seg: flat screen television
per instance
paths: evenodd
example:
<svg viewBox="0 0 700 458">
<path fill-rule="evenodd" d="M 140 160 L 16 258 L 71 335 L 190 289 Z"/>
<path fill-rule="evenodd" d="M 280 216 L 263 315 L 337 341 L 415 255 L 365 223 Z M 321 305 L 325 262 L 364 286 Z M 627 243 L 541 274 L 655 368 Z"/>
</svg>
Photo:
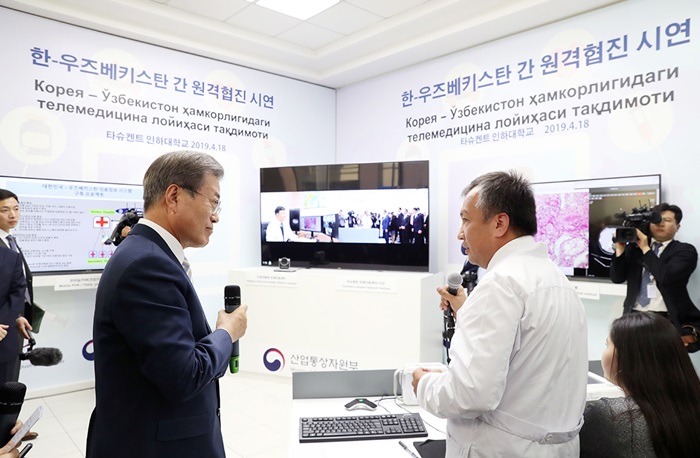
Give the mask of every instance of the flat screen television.
<svg viewBox="0 0 700 458">
<path fill-rule="evenodd" d="M 427 272 L 428 202 L 428 161 L 262 168 L 262 265 Z M 385 238 L 399 209 L 424 229 Z"/>
<path fill-rule="evenodd" d="M 101 271 L 122 214 L 143 208 L 140 185 L 0 176 L 0 188 L 19 198 L 12 233 L 34 274 Z"/>
<path fill-rule="evenodd" d="M 661 202 L 661 175 L 533 183 L 535 240 L 568 276 L 609 278 L 616 214 Z"/>
</svg>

┄┄┄┄┄┄┄┄┄┄

Task prompt: Copy out the listing above, line by line and exactly, from its first line to the line holding "140 160 L 16", inclusive.

The answer:
seg: flat screen television
per instance
paths: evenodd
example:
<svg viewBox="0 0 700 458">
<path fill-rule="evenodd" d="M 140 160 L 16 258 L 71 335 L 190 289 Z"/>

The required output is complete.